** Data shown follows **

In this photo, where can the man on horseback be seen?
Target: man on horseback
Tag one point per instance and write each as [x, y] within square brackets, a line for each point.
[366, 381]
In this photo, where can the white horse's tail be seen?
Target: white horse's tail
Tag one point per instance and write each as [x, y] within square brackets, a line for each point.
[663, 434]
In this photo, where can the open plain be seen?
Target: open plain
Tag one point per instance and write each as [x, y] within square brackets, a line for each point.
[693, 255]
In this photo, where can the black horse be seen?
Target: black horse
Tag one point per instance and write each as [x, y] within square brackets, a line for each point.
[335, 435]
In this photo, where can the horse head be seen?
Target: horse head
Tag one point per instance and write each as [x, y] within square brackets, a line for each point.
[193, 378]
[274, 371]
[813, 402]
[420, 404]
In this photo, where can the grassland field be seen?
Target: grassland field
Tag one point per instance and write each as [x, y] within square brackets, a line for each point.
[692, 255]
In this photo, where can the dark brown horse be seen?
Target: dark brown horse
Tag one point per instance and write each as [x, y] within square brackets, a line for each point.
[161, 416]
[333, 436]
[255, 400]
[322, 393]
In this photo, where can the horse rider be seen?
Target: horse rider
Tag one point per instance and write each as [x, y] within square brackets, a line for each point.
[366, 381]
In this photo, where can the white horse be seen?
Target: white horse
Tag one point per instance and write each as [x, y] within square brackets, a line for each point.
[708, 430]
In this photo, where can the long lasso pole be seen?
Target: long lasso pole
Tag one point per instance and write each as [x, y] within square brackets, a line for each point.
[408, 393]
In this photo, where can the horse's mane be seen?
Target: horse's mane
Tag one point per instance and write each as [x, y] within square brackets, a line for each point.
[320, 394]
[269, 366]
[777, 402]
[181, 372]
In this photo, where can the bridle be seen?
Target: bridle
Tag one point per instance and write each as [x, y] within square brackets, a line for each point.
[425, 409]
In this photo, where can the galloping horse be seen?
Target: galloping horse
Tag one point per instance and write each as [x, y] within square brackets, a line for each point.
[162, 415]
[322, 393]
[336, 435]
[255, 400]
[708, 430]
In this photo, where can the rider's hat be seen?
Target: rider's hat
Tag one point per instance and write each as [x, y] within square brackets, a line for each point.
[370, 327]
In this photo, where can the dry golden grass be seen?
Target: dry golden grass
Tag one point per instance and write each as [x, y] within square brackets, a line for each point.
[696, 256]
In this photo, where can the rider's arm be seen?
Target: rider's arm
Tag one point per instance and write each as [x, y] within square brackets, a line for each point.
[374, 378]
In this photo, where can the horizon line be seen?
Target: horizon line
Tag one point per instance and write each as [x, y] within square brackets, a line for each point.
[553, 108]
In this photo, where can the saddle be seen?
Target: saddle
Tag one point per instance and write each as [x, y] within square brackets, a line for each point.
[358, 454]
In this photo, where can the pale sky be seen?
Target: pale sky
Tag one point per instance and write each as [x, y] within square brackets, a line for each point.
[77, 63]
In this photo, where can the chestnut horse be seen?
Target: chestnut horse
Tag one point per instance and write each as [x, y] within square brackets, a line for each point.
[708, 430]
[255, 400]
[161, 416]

** End of Data shown **

_Task prompt_. Of the lines in the data, report each one containing the string "long".

_Answer section_.
In this photo, where can the long lasso pole be seen?
Target: long lasso pole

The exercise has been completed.